• [ЗАДАНИЕ 1]: Образную систему какого стихотворения 1979 года, согласно отрывку о творчестве Высоцкого, полностью предвосхищает песня «Она была чиста, как снег зимой»?

Энциклопедия творчества Владимира Высоцкого: гражданский аспект
Шрифт:
Умение лирического героя выбираться из тяжелых ситуаций: «Учтите, я привык к вещам похуже, / И завсегда я выход отыщу» («Она была чиста…»; черновик /2; 495/), — повторяет аналогичную мысль из «Песни самолета-истребителя»: «Казалось, всё кончено, гибель, но я / Всегда выхожу из пике» (АР-3-209). А его реплика о своем нищенском положении: «Ни взять мне нечего, но нечего и дать», — напоминает песню «Спасите наши души»: «Наш путь не отмечен… Нам нечем… Нам нечем!..». И вообще этот мотив встречается у Высоцкого постоянно: «У меня, у меня на окне — ни хера!» («Несостоявшийся роман», 1968), «И в дому моем — шаром кати» («Дом хрустальный», 1967), «А у меня зайдешь в избу — / Темно и пусто,
Более того, в песне «Она была чиста, как снег зимой» полностью предвосхищена образная система стихотворения «Меня опять ударило в озноб…» (1979): «Подумал я: дни сочтены мои, / Дурная кровь в мои проникла вены, — / Я сжал письмо, как голову змеи — / Сквозь пальцы просочился яд измены» = «Он — плоть и кровь, дурная кровь моя <…> Я в глотку, в вены яд себе вгоняю» («дурная кровь в мои… вены… яд» = «дурная кровь моя… в вены яд»).

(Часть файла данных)
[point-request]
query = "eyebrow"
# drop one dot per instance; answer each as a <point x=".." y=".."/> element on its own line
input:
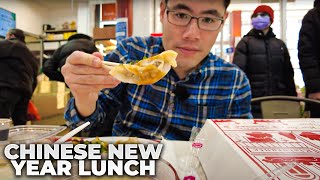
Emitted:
<point x="184" y="7"/>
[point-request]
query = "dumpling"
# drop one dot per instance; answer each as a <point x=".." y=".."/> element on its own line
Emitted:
<point x="146" y="71"/>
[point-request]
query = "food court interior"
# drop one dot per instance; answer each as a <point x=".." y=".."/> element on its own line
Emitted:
<point x="49" y="23"/>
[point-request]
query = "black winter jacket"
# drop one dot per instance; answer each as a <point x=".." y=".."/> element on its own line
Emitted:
<point x="52" y="66"/>
<point x="309" y="49"/>
<point x="18" y="67"/>
<point x="266" y="61"/>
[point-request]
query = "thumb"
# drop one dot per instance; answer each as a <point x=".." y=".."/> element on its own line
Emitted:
<point x="99" y="55"/>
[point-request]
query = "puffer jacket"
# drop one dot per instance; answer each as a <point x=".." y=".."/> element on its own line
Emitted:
<point x="266" y="61"/>
<point x="52" y="66"/>
<point x="18" y="67"/>
<point x="309" y="49"/>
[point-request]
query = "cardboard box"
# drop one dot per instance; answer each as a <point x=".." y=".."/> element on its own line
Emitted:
<point x="247" y="149"/>
<point x="50" y="97"/>
<point x="108" y="32"/>
<point x="51" y="104"/>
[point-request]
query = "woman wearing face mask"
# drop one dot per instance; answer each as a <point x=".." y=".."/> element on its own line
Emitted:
<point x="265" y="59"/>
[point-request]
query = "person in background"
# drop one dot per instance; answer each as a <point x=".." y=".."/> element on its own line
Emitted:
<point x="201" y="87"/>
<point x="265" y="59"/>
<point x="18" y="77"/>
<point x="76" y="42"/>
<point x="309" y="56"/>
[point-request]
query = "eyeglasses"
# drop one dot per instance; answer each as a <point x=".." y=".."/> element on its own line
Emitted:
<point x="262" y="14"/>
<point x="204" y="23"/>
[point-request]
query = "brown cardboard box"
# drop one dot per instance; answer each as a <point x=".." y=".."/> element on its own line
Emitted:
<point x="50" y="98"/>
<point x="51" y="104"/>
<point x="104" y="33"/>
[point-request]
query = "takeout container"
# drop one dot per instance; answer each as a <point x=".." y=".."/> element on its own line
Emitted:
<point x="249" y="149"/>
<point x="5" y="124"/>
<point x="26" y="134"/>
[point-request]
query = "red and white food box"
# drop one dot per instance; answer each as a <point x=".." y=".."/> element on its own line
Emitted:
<point x="260" y="149"/>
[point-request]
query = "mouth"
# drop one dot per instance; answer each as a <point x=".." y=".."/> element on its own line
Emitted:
<point x="188" y="50"/>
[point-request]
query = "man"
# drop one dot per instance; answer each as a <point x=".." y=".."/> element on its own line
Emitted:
<point x="202" y="86"/>
<point x="309" y="56"/>
<point x="18" y="77"/>
<point x="80" y="42"/>
<point x="265" y="59"/>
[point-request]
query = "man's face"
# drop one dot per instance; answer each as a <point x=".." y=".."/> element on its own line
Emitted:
<point x="191" y="43"/>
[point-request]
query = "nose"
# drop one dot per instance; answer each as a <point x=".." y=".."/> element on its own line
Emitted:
<point x="192" y="31"/>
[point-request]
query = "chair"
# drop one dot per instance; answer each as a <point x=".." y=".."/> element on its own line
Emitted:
<point x="277" y="107"/>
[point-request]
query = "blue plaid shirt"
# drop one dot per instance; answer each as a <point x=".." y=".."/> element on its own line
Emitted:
<point x="216" y="90"/>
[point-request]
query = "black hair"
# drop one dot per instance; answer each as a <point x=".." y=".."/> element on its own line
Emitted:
<point x="226" y="3"/>
<point x="18" y="34"/>
<point x="80" y="36"/>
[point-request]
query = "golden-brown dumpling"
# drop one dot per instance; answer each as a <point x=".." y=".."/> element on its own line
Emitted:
<point x="146" y="71"/>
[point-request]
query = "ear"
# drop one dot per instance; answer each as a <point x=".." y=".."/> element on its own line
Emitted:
<point x="162" y="10"/>
<point x="225" y="16"/>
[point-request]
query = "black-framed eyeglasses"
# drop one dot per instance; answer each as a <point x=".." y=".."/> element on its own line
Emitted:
<point x="204" y="23"/>
<point x="262" y="14"/>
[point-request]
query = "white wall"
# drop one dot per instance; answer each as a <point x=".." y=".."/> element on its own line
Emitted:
<point x="30" y="16"/>
<point x="61" y="11"/>
<point x="143" y="17"/>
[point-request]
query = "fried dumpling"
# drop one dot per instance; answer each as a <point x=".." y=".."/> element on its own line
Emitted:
<point x="146" y="71"/>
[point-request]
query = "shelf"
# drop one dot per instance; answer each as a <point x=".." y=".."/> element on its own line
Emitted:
<point x="60" y="31"/>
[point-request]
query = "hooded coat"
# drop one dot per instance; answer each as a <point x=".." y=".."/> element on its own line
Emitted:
<point x="18" y="67"/>
<point x="266" y="61"/>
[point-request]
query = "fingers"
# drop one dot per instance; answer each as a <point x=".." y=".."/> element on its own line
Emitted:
<point x="78" y="57"/>
<point x="106" y="80"/>
<point x="99" y="55"/>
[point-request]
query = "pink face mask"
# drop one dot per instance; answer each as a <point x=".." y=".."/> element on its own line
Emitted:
<point x="260" y="22"/>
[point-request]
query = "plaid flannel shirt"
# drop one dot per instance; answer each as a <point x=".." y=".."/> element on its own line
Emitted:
<point x="216" y="90"/>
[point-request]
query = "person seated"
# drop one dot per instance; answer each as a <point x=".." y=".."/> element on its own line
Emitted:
<point x="18" y="77"/>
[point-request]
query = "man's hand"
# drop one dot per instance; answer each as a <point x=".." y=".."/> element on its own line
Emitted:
<point x="314" y="96"/>
<point x="85" y="75"/>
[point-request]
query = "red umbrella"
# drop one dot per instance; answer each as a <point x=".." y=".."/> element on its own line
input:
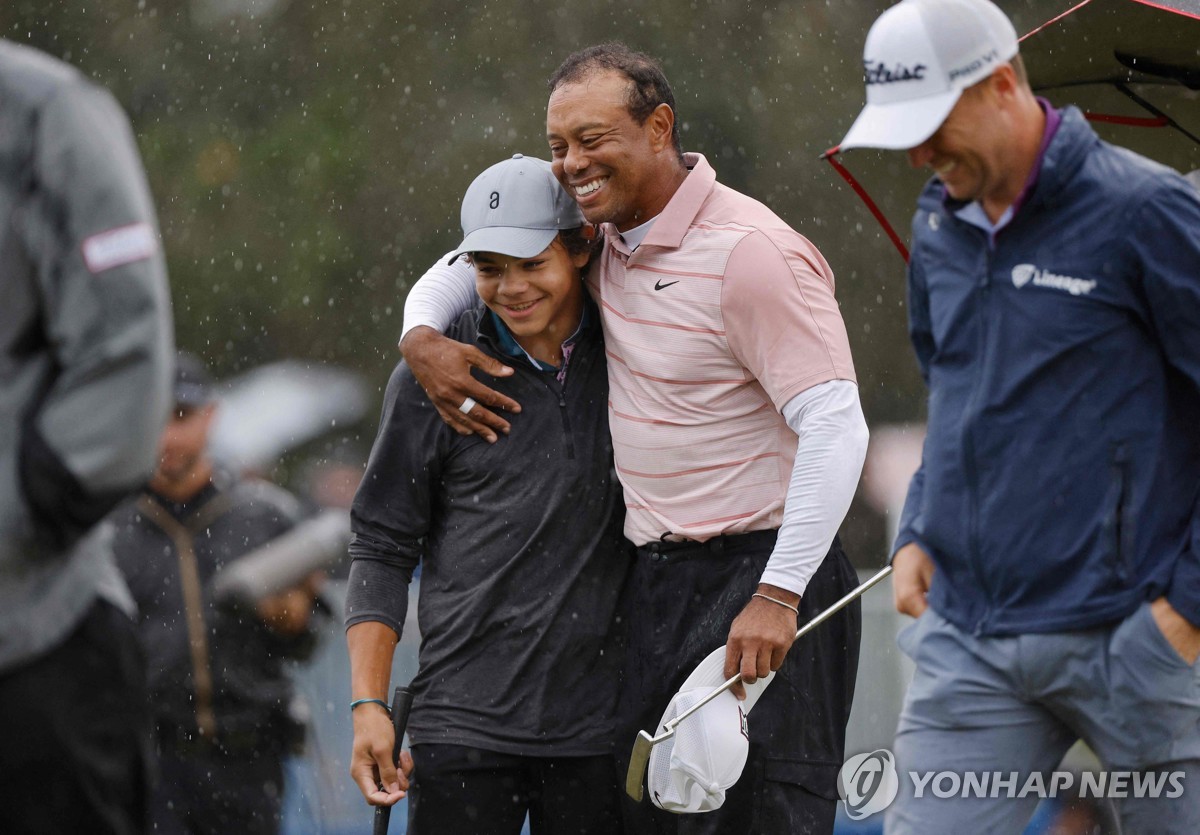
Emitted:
<point x="1133" y="66"/>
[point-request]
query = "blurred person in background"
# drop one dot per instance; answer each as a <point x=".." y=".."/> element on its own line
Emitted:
<point x="223" y="704"/>
<point x="520" y="541"/>
<point x="1050" y="542"/>
<point x="85" y="354"/>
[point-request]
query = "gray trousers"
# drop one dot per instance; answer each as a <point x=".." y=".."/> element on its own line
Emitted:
<point x="1006" y="704"/>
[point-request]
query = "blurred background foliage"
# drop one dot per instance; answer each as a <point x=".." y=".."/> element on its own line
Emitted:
<point x="309" y="156"/>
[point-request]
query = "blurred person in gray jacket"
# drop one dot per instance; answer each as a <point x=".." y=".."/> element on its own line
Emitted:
<point x="85" y="352"/>
<point x="225" y="709"/>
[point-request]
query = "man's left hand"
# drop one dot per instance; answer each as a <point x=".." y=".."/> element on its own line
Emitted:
<point x="760" y="637"/>
<point x="1177" y="630"/>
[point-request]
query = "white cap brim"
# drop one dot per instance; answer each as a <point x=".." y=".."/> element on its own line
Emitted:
<point x="898" y="126"/>
<point x="513" y="241"/>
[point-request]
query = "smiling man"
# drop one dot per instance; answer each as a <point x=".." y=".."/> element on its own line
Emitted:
<point x="1050" y="542"/>
<point x="736" y="425"/>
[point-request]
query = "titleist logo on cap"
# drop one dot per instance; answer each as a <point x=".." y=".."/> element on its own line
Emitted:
<point x="877" y="72"/>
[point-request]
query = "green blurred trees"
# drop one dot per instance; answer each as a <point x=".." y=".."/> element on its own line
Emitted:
<point x="309" y="163"/>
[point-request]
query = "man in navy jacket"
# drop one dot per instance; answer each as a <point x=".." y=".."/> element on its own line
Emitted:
<point x="1050" y="541"/>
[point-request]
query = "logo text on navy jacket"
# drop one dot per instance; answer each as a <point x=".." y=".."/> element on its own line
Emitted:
<point x="1025" y="272"/>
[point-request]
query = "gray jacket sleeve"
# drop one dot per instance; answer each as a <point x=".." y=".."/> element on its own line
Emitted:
<point x="394" y="508"/>
<point x="90" y="239"/>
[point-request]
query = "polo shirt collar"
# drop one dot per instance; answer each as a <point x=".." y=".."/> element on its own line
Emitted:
<point x="681" y="211"/>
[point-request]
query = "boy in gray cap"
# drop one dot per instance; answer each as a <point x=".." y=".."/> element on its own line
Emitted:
<point x="520" y="542"/>
<point x="1050" y="542"/>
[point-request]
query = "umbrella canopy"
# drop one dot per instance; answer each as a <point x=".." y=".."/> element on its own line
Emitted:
<point x="1133" y="66"/>
<point x="279" y="407"/>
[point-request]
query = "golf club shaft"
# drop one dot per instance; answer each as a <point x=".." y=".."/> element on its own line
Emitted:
<point x="401" y="703"/>
<point x="853" y="594"/>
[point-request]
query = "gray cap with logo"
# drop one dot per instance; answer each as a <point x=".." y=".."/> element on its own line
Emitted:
<point x="516" y="208"/>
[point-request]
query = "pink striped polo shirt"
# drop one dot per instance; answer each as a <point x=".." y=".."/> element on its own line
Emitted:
<point x="720" y="317"/>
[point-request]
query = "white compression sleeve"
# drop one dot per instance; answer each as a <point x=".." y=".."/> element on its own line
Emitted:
<point x="829" y="457"/>
<point x="444" y="293"/>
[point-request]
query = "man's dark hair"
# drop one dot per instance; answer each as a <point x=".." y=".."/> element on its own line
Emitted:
<point x="648" y="84"/>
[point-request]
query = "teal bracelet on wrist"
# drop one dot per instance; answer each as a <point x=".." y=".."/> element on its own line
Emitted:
<point x="371" y="701"/>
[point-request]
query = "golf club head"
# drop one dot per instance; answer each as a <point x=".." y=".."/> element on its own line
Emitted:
<point x="639" y="760"/>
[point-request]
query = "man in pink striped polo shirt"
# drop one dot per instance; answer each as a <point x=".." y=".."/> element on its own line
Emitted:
<point x="737" y="432"/>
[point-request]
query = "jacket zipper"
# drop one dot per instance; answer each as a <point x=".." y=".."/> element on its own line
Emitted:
<point x="559" y="391"/>
<point x="970" y="462"/>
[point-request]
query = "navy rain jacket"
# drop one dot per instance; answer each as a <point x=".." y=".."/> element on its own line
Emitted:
<point x="1059" y="484"/>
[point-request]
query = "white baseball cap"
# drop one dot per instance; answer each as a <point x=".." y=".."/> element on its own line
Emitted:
<point x="515" y="208"/>
<point x="919" y="58"/>
<point x="691" y="770"/>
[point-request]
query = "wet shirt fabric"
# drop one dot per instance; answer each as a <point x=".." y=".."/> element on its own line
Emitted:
<point x="720" y="316"/>
<point x="237" y="680"/>
<point x="521" y="552"/>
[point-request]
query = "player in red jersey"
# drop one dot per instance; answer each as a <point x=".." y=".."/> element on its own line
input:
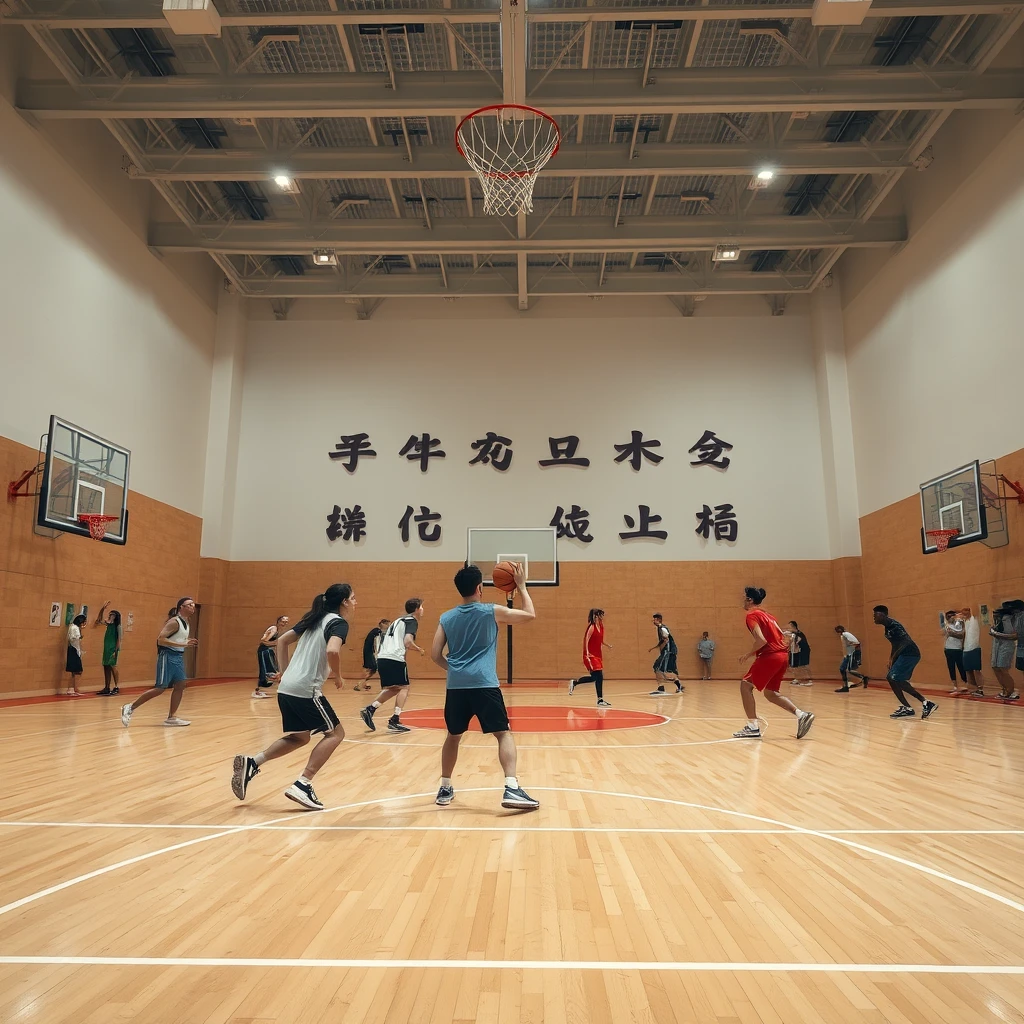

• [ЗАДАНИЕ 2]: Приведите все строки записей, в которых встречается слово «club», с учетом регистра.

• [ПОЛНЫЙ ОТВЕТ 1]: Стихотворения «Меня опять ударило в озноб…».

• [ПОЛНЫЙ ОТВЕТ 2]:
query = "golf club shaft"
query = "golf club head"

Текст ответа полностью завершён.